**Texto de leitura**
"""

Correio braziliense, n. 20821 , 25/05/2020. Política, p.2/3

 

Provocação ao STF e ida a ato esvaziado

Augusto Fernandes

25/05/2020

 

 

Ainda inconformado com o ministro Celso de Mello, do Supremo Tribunal Federal (STF), por ter tornado público praticamente toda a gravação da reunião ministerial de 22 de abril, o presidente Jair Bolsonaro voltou a provocar o magistrado. Ontem, pelas redes sociais, ele publicou um trecho da lei de abuso de autoridade a respeito de divulgação total ou parcial de gravações.

“Divulgar gravação ou trecho de gravação sem relação com a prova que se pretenda produzir, expondo a intimidade ou a vida privada ou ferindo a honra ou imagem do investigado ou acusado”, diz o texto do artigo 28. Bolsonaro também publicou a pena para esse tipo infração: “Detenção de 1 (um) a 4 (quatro) anos”.

Desde sexta-feira, quando o decano do Supremo derrubou o sigilo do vídeo do encontro ministerial, Bolsonaro tem jogado a culpa em Celso de Mello pelo que foi dito na reunião. Durante o encontro, que durou cerca de uma hora e 40 minutos, tanto o presidente quanto alguns ministros abusaram de palavrões e xingaram governadores, prefeitos e ministros do STF.

"""

[Descrições de regiões em linguagem natural]
"""

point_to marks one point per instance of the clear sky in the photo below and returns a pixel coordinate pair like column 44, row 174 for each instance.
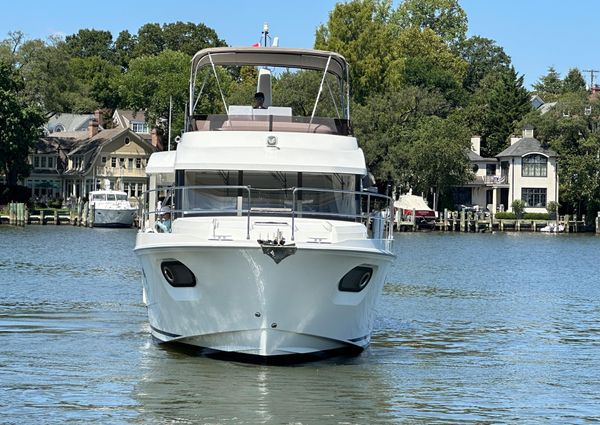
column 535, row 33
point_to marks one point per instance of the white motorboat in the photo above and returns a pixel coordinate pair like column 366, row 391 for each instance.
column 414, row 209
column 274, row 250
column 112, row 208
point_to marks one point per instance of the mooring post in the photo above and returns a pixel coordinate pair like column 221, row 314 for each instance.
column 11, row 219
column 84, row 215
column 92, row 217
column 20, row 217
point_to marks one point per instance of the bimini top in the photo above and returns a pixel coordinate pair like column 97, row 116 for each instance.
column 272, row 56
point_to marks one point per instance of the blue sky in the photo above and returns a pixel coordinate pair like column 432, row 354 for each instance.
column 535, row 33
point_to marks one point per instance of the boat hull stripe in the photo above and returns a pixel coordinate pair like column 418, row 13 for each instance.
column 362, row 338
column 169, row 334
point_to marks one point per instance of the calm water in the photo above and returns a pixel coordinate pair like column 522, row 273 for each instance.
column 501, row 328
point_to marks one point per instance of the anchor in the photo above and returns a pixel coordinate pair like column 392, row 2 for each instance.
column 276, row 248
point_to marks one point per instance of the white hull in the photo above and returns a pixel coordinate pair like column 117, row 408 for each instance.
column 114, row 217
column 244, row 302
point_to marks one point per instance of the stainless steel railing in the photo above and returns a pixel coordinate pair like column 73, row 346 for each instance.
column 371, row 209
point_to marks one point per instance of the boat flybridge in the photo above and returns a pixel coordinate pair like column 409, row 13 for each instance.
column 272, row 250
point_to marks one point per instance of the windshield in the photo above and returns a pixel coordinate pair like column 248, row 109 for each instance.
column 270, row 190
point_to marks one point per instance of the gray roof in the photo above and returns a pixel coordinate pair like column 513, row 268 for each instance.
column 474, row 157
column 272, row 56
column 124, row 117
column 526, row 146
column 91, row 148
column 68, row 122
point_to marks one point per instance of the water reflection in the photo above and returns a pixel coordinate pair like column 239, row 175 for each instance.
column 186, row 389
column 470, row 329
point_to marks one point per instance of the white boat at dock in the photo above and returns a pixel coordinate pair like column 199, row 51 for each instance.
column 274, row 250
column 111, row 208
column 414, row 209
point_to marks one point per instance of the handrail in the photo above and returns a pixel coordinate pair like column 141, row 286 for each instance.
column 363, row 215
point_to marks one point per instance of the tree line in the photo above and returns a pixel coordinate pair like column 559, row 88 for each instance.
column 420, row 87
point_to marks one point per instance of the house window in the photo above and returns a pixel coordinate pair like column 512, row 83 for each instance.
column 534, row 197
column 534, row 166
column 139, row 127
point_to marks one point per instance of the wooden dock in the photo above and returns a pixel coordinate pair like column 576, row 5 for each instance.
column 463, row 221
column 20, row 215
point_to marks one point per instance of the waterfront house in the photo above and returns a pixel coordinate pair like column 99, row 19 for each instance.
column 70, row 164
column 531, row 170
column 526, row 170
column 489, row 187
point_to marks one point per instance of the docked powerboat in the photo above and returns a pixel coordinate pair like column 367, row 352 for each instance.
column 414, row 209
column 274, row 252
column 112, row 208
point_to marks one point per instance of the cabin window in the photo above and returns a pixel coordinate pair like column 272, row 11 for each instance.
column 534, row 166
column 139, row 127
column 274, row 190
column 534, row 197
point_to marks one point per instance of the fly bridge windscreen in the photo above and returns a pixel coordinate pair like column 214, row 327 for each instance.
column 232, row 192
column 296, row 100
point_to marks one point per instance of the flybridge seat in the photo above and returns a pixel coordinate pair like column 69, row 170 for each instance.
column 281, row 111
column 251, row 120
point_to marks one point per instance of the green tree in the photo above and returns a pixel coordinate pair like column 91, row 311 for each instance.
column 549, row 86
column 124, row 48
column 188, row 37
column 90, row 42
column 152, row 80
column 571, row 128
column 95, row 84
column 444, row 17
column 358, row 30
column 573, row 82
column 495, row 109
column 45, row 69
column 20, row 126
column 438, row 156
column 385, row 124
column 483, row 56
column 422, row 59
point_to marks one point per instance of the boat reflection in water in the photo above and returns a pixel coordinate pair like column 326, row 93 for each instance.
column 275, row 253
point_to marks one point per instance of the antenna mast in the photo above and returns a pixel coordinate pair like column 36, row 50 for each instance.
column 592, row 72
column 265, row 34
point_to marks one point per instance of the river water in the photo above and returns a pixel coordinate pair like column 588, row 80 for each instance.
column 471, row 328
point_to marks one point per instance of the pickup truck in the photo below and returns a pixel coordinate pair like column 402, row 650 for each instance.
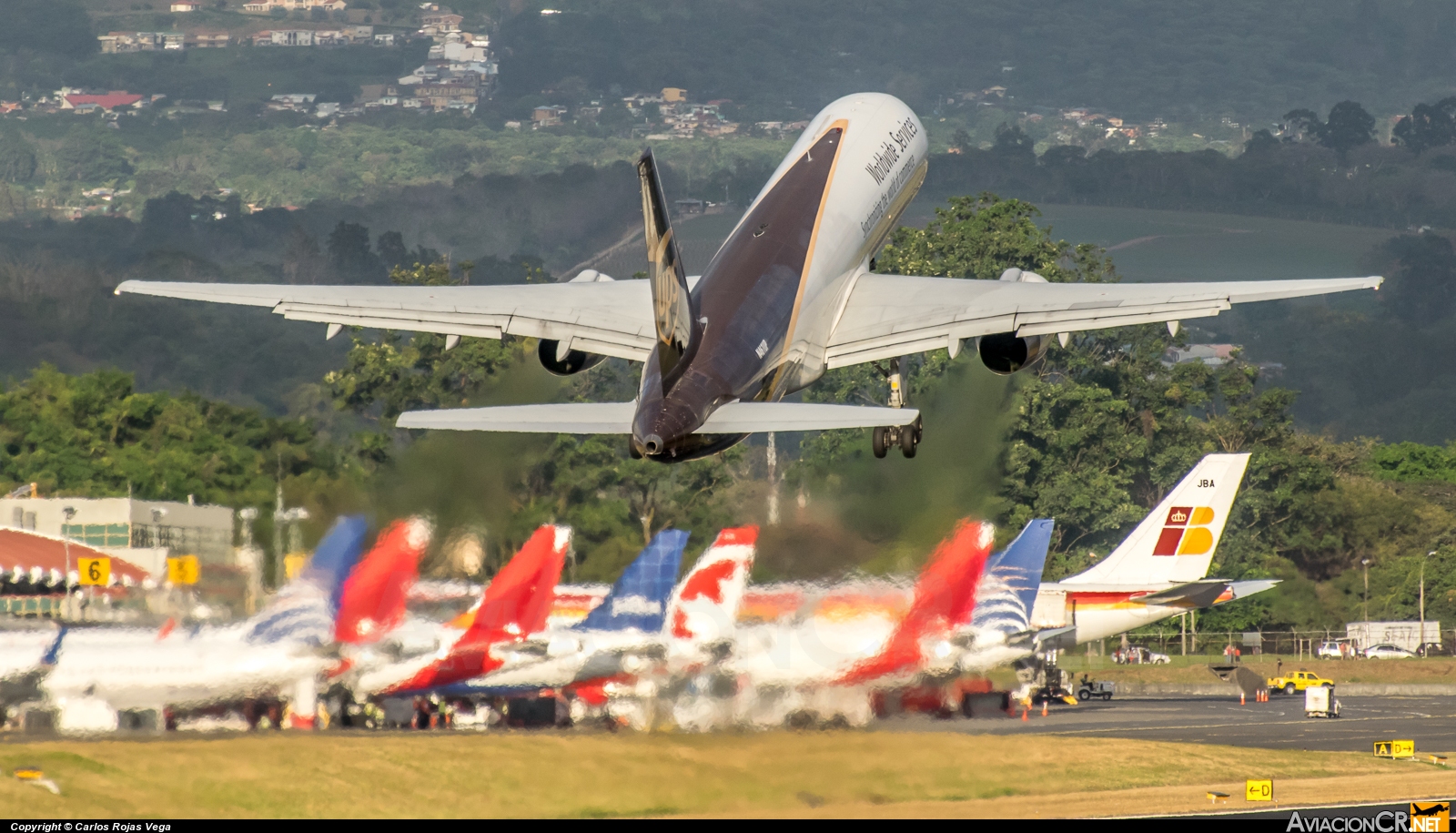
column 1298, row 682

"""
"""

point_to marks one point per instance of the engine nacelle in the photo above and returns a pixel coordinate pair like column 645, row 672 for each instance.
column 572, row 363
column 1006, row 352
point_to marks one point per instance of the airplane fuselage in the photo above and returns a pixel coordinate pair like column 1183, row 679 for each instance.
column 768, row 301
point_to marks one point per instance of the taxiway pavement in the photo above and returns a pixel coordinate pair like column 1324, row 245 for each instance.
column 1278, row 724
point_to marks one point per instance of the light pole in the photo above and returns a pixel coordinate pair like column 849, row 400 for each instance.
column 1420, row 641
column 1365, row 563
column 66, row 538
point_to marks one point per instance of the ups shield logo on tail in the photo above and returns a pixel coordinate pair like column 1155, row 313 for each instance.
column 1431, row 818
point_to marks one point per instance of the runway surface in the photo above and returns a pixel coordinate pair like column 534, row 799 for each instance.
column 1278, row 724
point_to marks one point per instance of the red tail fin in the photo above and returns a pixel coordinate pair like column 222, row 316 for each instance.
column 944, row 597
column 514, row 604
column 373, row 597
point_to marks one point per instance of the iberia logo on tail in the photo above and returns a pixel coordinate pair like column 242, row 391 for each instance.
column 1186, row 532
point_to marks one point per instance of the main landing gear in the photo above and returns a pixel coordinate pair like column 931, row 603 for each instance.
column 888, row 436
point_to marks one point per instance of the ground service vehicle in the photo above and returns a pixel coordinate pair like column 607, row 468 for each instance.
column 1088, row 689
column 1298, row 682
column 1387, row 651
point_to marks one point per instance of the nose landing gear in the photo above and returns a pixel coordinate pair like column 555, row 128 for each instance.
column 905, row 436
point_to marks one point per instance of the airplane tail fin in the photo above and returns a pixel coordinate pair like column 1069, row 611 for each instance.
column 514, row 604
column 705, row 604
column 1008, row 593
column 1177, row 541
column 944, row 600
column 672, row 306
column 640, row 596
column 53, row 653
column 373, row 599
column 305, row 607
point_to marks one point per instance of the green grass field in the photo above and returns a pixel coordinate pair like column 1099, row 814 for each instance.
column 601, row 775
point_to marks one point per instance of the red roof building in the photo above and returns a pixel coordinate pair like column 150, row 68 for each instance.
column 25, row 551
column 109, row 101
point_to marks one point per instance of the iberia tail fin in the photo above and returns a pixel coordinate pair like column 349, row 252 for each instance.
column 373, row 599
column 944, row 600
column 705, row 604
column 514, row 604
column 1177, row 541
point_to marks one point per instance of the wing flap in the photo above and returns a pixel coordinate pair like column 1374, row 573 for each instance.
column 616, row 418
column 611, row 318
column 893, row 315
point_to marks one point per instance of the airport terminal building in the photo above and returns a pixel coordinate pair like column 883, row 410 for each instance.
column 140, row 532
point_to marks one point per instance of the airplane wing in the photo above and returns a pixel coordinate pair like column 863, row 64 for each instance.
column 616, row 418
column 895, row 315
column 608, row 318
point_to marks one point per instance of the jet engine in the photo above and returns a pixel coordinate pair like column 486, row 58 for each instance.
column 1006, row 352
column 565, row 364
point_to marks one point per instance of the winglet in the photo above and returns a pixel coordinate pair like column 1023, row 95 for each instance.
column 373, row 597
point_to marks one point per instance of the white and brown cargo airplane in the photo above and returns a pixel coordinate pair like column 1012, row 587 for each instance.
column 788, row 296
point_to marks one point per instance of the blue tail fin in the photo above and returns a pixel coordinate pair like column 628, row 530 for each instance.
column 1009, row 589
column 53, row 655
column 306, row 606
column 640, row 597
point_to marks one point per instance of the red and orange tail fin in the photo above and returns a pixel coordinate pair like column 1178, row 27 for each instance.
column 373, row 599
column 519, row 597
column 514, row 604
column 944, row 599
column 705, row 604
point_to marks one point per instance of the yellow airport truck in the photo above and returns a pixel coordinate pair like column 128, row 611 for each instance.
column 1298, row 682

"""
"""

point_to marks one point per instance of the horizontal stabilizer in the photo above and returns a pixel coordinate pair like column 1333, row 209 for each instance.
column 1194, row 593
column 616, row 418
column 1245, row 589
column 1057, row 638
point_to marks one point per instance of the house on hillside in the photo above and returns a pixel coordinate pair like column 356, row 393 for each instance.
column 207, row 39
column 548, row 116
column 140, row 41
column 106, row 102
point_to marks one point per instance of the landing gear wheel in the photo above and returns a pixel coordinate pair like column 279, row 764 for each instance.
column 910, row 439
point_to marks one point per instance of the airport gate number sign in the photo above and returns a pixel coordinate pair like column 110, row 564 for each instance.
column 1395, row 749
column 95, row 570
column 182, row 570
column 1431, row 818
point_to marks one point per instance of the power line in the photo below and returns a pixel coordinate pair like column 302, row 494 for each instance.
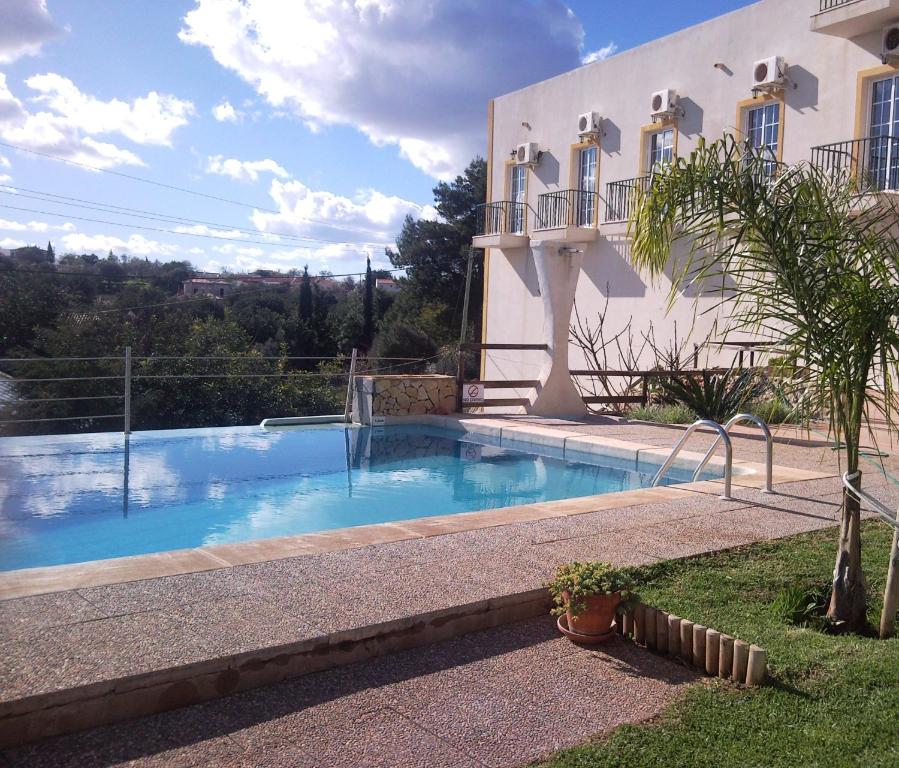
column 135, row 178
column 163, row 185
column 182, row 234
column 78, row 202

"""

**Proposta de atividade A**
Reescreva em forma de lista o parágrafo do texto de leitura que começa com "Desde sexta-feira", conservando seus fatos principais.
**Proposta de atividade B**
Liste todos os grupos que, segundo o texto de leitura, foram xingados durante a reunião ministerial.
**Proposta de atividade C**
De acordo com o texto de leitura, que pena Bolsonaro publicou para a infração prevista no artigo 28?
Os registros não são necessários para resolver as atividades.

**Resposta esperada A**
- Na sexta-feira, o decano do Supremo derrubou o sigilo do vídeo da reunião ministerial.
- Desde então, Bolsonaro culpa Celso de Mello pelo que foi dito na reunião.
- O encontro durou cerca de uma hora e 40 minutos.
- O presidente e alguns ministros abusaram de palavrões.
- Eles xingaram governadores, prefeitos e ministros do STF.

**Resposta esperada B**
- Governadores
- Prefeitos
- Ministros do STF

**Resposta esperada C**
Detenção de um a quatro anos.